-- START DATA TO USE --

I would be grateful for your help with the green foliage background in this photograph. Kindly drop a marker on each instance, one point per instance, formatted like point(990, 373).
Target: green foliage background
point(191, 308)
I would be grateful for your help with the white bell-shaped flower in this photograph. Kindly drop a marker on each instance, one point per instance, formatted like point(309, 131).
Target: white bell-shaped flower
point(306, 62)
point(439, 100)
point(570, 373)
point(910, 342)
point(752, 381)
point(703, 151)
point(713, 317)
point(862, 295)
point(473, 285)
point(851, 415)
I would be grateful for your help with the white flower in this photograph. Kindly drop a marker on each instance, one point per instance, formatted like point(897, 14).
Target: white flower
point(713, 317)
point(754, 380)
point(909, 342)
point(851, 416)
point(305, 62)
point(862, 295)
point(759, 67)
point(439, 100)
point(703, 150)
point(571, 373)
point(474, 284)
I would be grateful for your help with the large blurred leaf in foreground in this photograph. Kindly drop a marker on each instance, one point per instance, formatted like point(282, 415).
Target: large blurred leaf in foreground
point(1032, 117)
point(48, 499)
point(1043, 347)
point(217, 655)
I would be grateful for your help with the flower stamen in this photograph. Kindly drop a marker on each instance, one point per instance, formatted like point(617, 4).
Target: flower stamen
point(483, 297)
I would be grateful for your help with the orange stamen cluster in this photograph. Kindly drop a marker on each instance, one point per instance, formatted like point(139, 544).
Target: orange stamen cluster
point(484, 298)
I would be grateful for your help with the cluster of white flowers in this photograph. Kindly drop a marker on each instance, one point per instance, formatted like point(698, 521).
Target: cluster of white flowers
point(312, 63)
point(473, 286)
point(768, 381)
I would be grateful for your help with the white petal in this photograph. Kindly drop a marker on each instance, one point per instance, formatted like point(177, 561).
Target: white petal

-- END DATA TO USE --

Rewrite the records from the line with "I would be grateful for your help with the white petal" through the end of the records, changing "white petal" to "pink petal" and leaving everything else as it is.

I would be grateful for your help with the pink petal in this photograph. Kindly drop a marker on each instance, one point per instance, formatted like point(177, 561).
Target: pink petal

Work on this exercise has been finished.